아래에 있는 줄을 하나도 빠짐없이 그대로 옮겨 적으세요.

- 연습용 자료
::::

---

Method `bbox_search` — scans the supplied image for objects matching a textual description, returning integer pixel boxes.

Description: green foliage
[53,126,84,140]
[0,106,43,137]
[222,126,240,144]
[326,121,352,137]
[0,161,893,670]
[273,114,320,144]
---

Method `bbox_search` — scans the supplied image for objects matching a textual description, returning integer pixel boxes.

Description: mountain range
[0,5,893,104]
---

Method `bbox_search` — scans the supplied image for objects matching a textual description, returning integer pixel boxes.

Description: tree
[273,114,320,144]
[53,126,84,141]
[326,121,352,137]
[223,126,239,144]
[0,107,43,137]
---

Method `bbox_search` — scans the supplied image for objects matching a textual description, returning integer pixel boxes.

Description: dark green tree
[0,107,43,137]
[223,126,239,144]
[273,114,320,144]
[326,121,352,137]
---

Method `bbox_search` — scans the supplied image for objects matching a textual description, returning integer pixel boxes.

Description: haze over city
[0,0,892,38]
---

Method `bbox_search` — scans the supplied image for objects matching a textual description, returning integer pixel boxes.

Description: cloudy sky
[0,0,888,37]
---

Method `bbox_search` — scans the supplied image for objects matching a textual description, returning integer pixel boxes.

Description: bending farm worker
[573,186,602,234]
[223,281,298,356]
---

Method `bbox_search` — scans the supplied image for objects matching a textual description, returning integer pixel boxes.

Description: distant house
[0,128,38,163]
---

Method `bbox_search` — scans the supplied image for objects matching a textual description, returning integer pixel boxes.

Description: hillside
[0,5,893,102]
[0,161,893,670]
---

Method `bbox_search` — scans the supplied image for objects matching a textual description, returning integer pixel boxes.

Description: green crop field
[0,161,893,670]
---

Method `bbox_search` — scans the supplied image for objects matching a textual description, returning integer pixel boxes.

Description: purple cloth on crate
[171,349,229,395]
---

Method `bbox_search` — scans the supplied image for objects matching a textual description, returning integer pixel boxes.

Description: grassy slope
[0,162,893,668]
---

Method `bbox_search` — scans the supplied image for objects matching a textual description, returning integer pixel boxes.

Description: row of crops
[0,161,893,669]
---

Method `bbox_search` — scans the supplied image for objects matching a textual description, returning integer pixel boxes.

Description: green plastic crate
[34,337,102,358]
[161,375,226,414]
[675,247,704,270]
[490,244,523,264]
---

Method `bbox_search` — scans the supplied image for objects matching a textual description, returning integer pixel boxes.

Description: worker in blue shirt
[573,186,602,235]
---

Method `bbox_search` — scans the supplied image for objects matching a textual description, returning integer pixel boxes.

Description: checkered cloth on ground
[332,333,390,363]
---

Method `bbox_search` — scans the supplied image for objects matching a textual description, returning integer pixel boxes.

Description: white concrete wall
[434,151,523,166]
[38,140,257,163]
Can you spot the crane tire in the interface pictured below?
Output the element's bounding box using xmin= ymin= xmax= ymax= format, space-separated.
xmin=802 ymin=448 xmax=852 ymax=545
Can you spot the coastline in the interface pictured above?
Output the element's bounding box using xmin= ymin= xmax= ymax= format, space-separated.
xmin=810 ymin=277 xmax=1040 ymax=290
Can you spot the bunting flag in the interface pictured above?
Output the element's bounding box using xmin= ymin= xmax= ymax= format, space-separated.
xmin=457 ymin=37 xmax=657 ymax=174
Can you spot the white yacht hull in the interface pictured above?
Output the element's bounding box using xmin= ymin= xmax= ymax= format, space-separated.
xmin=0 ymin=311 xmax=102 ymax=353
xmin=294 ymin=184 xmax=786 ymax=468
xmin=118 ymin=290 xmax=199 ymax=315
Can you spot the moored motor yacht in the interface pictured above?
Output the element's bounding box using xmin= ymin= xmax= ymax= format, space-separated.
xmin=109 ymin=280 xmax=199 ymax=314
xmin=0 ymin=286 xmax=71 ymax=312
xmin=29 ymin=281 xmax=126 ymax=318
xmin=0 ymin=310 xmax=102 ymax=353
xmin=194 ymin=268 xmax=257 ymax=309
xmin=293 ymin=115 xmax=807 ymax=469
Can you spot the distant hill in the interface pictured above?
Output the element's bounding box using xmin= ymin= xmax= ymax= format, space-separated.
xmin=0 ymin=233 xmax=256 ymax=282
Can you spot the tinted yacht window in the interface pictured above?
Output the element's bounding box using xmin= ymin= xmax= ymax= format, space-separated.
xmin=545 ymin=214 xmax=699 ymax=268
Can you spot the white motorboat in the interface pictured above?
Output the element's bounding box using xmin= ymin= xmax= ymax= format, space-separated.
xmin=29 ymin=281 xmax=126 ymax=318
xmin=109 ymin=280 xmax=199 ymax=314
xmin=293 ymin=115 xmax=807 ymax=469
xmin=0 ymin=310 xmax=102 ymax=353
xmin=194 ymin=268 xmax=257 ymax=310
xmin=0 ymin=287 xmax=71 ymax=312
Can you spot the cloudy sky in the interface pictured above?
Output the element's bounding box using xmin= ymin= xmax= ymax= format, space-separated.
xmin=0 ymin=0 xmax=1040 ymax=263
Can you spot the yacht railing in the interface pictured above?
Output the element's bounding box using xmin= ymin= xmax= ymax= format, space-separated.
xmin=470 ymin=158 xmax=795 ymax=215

::::

- 출력 결과
---

Method `bbox_search` — scans the supplied image for objects matching a textual description, returning integer pixel boxes.

Description: green foliage
[53,126,84,140]
[0,106,43,137]
[222,126,240,144]
[326,121,352,137]
[0,161,893,670]
[273,114,320,144]
---

Method `bbox_search` — scans the supplied image for objects matching a textual description, returning integer pixel boxes.

Description: mountain range
[0,5,893,104]
---

Method `bbox_search` — scans the supplied image for objects matching a textual description, returning integer pixel boxes.

Description: tree
[273,114,320,144]
[53,126,84,141]
[326,121,352,137]
[223,126,239,144]
[0,107,43,137]
---

Method `bbox_search` — scans the supplied image for objects matching a textual description, returning integer pixel boxes.

Description: dark green tree
[0,107,43,137]
[223,126,239,144]
[273,114,320,144]
[326,121,352,137]
---

Method `bbox_search` — scans the supplied image for objects matching a textual description, returning integer pixel boxes.

Description: haze over city
[0,0,892,38]
---

Method `bbox_search` — scans the supplied image for objects matching a textual description, returning integer pixel boxes.

Description: cloudy sky
[0,0,888,37]
---

Method `bbox_search` — scans the supplied image for objects matching a textual description, returning integer pixel boxes.

Description: bending farm worker
[573,186,602,234]
[223,281,298,356]
---

Method `bbox_search` — scans the supplied image for objects matching a textual description, returning integer pixel boxes.

Description: distant house
[0,128,38,163]
---

Method `bbox_search` — scans the supplied image for objects matching a textual description, returning integer pixel boxes.

Description: hillside
[0,5,893,102]
[0,161,893,670]
---

Method `bbox_search` — scans the supplied image for objects matching a textual description, returning integer pixel boxes.

Description: green crop field
[0,161,893,670]
---

Method `bbox_search` — scans the supplied image for objects matching a textual description, returning integer pixel boxes.

Description: purple cloth on crate
[171,349,229,395]
---

Method `bbox_search` — scans the supplied image for objects matching a textual description, returning integer pixel boxes.

Description: grassy slope
[0,162,893,668]
---

Method `bbox_search` — scans the supplied image for objects matching a textual description, returning integer pixel boxes.

Description: row of crops
[0,161,893,669]
---

Method `bbox_search` — scans the supplied image for objects matching a textual description, returning integer pixel boxes.

Description: green plastic crate
[34,337,102,358]
[161,375,226,414]
[675,247,704,270]
[490,244,523,264]
---

Method `bbox_search` — scans the supplied image for objects matching a textual description, returning integer pixel boxes.

Description: worker in blue shirt
[573,186,602,235]
---

Method `bbox_search` — scans the supplied image for objects matching a textual description, returning integer pixel boxes.

Description: checkered cloth on ground
[332,333,390,363]
---

Method `bbox_search` — scans the supplied image for objects matching a textual description, returning integer pixel boxes.

Description: white concrete wall
[434,151,523,166]
[38,140,257,163]
Can you spot the crane tire in the interface pictured below?
Output the element's bounding box using xmin= ymin= xmax= ymax= format, space-separated.
xmin=802 ymin=448 xmax=852 ymax=545
Can you spot the coastline in the interface pictured above?
Output the element's bounding box using xmin= ymin= xmax= ymax= format, space-separated.
xmin=810 ymin=277 xmax=1040 ymax=290
Can you spot the bunting flag in the interface pictured above?
Output the element's bounding box using xmin= ymin= xmax= ymax= format, space-separated.
xmin=457 ymin=37 xmax=657 ymax=174
Can you spot the white yacht hull in the interface pictured above?
Output the element's bounding box using xmin= ymin= xmax= ymax= format, space-separated.
xmin=0 ymin=311 xmax=102 ymax=353
xmin=294 ymin=184 xmax=786 ymax=468
xmin=118 ymin=290 xmax=199 ymax=315
Can you spot the moored motor yacht in the interface pictured above?
Output the element's bounding box using xmin= ymin= xmax= ymax= format, space-separated.
xmin=109 ymin=280 xmax=199 ymax=314
xmin=0 ymin=286 xmax=71 ymax=312
xmin=29 ymin=281 xmax=126 ymax=318
xmin=0 ymin=310 xmax=102 ymax=353
xmin=194 ymin=268 xmax=257 ymax=309
xmin=293 ymin=115 xmax=807 ymax=469
Can you spot the distant hill in the interface pictured above?
Output the element's bounding box using xmin= ymin= xmax= ymax= format, space-separated.
xmin=0 ymin=233 xmax=256 ymax=282
Can you spot the tinted yacht window in the interface pictured above?
Output the element's bounding box using xmin= ymin= xmax= ymax= format, space-separated.
xmin=545 ymin=214 xmax=699 ymax=268
Can you spot the white motorboat in the interface pictured above?
Output the element's bounding box using xmin= ymin= xmax= ymax= format, space-separated.
xmin=29 ymin=281 xmax=126 ymax=318
xmin=109 ymin=280 xmax=199 ymax=314
xmin=293 ymin=115 xmax=807 ymax=469
xmin=0 ymin=310 xmax=102 ymax=353
xmin=194 ymin=268 xmax=257 ymax=310
xmin=0 ymin=287 xmax=71 ymax=312
Can you spot the cloudy sky in the interface pictured above?
Output the element's bounding box using xmin= ymin= xmax= ymax= format, space-separated.
xmin=0 ymin=0 xmax=1040 ymax=263
Can you spot the yacht railing in the interface pictured above?
Output the element's bounding box using xmin= ymin= xmax= ymax= format, space-separated.
xmin=470 ymin=158 xmax=795 ymax=215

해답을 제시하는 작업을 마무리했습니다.